• [EXERCISE DESCRIPTION]
Copy out again every line from the one containing "control with a single pin per instance." through the one containing "(1071, 650)", keeping the requests as they are. Multiply each point coordinate in the answers by 1.5 and round it to a whole number, with halves rounded up.

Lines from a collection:

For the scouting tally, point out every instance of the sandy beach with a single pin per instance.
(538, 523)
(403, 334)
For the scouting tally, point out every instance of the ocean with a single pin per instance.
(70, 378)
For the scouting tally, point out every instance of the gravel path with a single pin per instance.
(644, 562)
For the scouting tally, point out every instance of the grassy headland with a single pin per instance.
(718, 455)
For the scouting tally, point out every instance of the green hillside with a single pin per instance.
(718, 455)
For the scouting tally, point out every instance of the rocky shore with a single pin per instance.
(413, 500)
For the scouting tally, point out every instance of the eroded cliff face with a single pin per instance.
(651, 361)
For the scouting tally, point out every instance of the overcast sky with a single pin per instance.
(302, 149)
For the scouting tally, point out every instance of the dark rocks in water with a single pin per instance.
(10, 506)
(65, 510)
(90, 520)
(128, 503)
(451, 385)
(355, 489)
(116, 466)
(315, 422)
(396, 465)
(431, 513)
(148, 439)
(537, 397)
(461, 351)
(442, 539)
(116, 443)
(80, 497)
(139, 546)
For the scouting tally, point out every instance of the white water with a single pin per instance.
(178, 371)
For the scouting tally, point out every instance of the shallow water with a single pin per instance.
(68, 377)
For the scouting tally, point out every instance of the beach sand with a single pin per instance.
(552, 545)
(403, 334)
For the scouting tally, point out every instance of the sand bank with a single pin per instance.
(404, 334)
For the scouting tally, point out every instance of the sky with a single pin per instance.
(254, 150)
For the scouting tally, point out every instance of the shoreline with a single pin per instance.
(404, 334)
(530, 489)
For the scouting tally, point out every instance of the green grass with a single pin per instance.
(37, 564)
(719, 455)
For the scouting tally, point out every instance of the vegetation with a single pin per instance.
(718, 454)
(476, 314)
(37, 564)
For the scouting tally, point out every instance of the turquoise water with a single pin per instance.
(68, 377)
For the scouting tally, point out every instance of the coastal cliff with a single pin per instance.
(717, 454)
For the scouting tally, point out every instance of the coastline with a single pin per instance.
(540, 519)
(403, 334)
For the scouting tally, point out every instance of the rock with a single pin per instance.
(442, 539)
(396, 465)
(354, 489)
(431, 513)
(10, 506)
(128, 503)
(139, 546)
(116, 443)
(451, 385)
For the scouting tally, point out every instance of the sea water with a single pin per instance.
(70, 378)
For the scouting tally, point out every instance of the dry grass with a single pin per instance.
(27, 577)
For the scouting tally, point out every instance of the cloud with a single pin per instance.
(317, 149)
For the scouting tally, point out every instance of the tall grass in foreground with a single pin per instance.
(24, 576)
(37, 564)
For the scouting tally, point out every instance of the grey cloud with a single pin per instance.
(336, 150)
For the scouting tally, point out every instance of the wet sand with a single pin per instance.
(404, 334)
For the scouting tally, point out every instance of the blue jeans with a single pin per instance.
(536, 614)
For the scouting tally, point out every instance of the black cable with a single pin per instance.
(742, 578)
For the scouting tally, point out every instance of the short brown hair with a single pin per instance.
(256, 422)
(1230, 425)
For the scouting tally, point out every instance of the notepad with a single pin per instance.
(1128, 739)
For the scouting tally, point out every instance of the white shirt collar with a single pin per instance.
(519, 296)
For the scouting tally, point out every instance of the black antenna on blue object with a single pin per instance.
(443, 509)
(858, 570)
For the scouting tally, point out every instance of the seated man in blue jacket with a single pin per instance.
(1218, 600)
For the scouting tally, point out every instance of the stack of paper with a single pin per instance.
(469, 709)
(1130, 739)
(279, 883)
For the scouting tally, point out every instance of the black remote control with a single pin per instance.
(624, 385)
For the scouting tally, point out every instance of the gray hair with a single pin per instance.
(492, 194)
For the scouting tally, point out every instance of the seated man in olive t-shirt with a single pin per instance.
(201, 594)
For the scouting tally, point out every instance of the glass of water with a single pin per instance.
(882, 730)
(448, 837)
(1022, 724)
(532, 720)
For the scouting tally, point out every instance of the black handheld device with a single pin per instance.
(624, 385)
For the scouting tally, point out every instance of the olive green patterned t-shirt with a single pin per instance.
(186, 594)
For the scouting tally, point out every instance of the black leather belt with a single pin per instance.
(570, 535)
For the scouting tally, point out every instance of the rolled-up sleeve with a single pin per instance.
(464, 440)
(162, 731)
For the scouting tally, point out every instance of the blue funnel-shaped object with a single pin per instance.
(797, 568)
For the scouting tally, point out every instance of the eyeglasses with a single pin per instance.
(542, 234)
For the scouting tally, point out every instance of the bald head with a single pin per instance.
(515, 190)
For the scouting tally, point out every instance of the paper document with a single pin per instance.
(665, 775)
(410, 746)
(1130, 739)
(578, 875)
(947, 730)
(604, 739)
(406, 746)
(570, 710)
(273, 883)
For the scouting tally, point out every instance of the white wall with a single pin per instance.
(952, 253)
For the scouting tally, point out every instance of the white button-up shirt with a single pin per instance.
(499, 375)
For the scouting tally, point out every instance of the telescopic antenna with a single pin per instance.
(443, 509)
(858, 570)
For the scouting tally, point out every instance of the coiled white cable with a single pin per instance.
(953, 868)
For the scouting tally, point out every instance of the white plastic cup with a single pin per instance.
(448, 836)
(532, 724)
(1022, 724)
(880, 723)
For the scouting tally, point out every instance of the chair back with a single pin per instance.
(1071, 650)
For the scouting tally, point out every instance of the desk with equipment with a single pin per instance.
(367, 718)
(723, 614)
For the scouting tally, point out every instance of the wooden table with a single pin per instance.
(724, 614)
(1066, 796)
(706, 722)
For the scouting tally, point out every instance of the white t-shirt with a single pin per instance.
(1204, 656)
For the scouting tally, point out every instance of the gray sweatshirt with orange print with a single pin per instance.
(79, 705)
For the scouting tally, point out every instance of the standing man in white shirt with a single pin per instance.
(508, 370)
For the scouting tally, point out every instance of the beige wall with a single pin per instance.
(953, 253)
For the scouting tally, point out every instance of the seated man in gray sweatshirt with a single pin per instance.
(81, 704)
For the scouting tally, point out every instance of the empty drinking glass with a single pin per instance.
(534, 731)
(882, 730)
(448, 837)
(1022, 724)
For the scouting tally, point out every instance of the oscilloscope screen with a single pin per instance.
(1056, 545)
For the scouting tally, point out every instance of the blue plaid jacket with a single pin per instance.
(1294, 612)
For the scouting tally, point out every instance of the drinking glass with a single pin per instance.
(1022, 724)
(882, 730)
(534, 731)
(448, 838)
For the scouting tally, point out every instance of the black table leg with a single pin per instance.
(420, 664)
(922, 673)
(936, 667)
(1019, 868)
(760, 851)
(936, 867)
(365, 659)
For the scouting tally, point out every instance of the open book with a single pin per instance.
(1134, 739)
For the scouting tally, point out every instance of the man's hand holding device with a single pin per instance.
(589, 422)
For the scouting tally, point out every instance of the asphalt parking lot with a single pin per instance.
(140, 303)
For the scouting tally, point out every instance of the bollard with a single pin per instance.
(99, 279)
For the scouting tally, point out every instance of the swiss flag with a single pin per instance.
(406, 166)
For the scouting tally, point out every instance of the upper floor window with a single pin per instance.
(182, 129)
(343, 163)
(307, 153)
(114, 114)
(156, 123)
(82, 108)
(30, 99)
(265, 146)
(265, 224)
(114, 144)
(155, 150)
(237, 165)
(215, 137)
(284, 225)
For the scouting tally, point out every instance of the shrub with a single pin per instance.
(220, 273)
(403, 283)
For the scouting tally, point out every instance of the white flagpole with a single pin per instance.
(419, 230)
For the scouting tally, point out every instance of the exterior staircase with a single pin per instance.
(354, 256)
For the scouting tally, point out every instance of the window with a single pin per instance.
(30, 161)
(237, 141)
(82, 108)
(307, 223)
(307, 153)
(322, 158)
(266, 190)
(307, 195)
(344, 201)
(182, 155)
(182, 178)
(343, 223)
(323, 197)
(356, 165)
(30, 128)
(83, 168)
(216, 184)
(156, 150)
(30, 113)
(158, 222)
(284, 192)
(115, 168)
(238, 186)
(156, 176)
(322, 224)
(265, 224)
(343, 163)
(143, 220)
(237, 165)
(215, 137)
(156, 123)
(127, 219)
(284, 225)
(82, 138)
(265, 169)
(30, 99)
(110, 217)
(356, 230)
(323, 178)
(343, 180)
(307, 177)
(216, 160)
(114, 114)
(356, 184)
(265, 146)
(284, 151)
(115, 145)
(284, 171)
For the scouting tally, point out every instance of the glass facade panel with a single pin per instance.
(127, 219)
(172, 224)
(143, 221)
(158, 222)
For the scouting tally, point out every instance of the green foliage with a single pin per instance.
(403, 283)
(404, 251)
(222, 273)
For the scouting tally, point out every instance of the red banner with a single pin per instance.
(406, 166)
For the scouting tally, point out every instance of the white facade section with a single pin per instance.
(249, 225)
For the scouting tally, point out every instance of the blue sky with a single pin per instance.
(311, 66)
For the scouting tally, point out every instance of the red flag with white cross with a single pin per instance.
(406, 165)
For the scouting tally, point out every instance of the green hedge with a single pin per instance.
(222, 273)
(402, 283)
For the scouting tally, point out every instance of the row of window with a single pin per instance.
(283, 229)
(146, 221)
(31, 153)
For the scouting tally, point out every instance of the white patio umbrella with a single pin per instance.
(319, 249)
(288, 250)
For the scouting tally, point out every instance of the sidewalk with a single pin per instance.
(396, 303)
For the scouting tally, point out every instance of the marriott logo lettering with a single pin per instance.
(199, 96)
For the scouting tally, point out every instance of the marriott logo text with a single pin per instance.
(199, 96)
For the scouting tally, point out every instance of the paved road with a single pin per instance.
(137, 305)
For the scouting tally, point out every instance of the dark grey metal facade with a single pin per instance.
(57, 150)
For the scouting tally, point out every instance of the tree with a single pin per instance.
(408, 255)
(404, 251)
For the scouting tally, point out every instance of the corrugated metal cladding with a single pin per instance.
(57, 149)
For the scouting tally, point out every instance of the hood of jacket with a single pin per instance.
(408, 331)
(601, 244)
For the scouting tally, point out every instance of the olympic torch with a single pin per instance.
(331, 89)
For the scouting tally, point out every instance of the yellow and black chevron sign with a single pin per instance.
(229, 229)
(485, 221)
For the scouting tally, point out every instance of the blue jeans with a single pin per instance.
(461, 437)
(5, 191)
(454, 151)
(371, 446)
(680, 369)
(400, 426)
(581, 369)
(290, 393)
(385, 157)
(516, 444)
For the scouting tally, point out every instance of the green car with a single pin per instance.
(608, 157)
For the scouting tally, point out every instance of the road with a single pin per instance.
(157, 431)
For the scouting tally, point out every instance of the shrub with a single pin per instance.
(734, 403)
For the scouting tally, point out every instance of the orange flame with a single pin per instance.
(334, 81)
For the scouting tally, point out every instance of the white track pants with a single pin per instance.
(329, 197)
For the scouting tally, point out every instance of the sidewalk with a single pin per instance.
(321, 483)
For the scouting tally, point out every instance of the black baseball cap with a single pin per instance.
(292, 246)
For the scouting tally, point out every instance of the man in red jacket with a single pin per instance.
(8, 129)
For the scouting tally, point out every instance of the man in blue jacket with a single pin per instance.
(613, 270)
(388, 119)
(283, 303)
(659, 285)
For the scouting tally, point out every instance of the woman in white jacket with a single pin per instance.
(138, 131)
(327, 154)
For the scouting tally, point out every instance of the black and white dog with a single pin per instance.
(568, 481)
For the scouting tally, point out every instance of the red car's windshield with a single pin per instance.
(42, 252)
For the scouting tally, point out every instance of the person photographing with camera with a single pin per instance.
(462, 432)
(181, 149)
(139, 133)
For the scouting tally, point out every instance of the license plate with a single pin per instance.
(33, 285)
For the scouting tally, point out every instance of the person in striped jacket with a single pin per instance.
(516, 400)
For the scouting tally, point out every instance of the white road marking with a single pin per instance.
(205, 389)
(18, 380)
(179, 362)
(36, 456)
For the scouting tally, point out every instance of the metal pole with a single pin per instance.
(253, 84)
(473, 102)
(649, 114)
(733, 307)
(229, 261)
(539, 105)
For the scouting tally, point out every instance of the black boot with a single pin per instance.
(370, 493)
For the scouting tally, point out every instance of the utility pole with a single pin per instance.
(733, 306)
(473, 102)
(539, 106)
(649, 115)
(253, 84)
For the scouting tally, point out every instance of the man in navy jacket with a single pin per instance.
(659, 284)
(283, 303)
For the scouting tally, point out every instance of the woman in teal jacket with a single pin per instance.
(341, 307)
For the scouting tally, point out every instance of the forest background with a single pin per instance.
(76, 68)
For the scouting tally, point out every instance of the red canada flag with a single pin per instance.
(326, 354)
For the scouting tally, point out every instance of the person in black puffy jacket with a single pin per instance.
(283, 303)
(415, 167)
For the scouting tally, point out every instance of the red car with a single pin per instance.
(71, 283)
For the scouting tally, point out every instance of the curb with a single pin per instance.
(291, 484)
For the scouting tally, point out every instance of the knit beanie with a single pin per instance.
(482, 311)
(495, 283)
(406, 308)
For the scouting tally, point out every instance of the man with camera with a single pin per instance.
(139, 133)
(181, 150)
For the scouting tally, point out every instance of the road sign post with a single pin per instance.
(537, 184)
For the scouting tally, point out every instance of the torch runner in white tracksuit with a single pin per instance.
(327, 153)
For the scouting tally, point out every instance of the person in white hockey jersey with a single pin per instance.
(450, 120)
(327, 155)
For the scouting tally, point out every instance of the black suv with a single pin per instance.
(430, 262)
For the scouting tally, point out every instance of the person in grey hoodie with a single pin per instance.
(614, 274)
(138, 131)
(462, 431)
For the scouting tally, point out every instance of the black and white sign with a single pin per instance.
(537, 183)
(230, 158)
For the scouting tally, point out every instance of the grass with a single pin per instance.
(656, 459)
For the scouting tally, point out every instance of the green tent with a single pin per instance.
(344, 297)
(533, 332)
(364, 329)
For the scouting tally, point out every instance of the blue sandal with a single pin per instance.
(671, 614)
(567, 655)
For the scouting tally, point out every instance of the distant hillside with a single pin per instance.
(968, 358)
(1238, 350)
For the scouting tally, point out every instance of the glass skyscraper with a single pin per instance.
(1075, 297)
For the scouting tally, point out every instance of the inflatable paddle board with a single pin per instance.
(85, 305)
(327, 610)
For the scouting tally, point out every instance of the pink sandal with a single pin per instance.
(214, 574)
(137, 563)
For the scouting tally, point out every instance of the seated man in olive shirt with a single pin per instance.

• [ANSWER]
For the scouting tally, point out every instance of the black remote control with a single pin per instance.
(936, 578)
For the scouting tally, point out every instance of the gray hair with a single pin per instance.
(738, 291)
For the scouting tally, point out every instance of the seated man in olive t-shirt with a single pin per instance.
(302, 891)
For the scouting tally, point out every instance of the glass of water with a single pin per instance.
(1323, 1095)
(672, 1256)
(1533, 1086)
(798, 1080)
For the scouting tally, point out every instance of the black handheld device with a single pin per instance.
(936, 578)
For the scouting tally, point out every instance of the olive green patterned t-shirt with a single pin per instance.
(279, 891)
For the scouting tally, point out every instance of the black leather belt with a single pin per instance.
(855, 803)
For the scouting tally, point out every instance of the rolled-up sleeve with a single pin per instance.
(696, 660)
(243, 1097)
For the scouting tally, point out every instance of the blue funnel-shaped object with a single pin per instance.
(1196, 852)
For the scouting tally, point out every instance of the eyeglasses with a single pin per instance.
(813, 351)
For the scouting tally, point out every instance of the bald head with a single pin per instance.
(773, 285)
For the scouting tally, point out every instance of the paper document with a single pin per instance.
(998, 1163)
(615, 1119)
(1695, 1109)
(867, 1313)
(1421, 1095)
(906, 1109)
(609, 1119)
(855, 1065)
(410, 1325)
For the scouting tally, point out every instance of the white wall with a single pin per instance.
(1428, 380)
For the scouting tally, point out every instance of the white button-up shirt with a single pin per instance.
(749, 563)
For the scouting tally, point out every instance of the telescopic antenna with a single pin per instance.
(665, 764)
(1287, 855)
For the scouting tally, point out every instance of the coiled white cable with a single pin per instance.
(1430, 1302)
For the scouting tally, point out every instance of the white plastic cup with a single pin per instance.
(672, 1254)
(798, 1086)
(1533, 1086)
(1320, 1085)
For the scouting tally, point out every instance of the chair back with a single pin per instance.
(1607, 975)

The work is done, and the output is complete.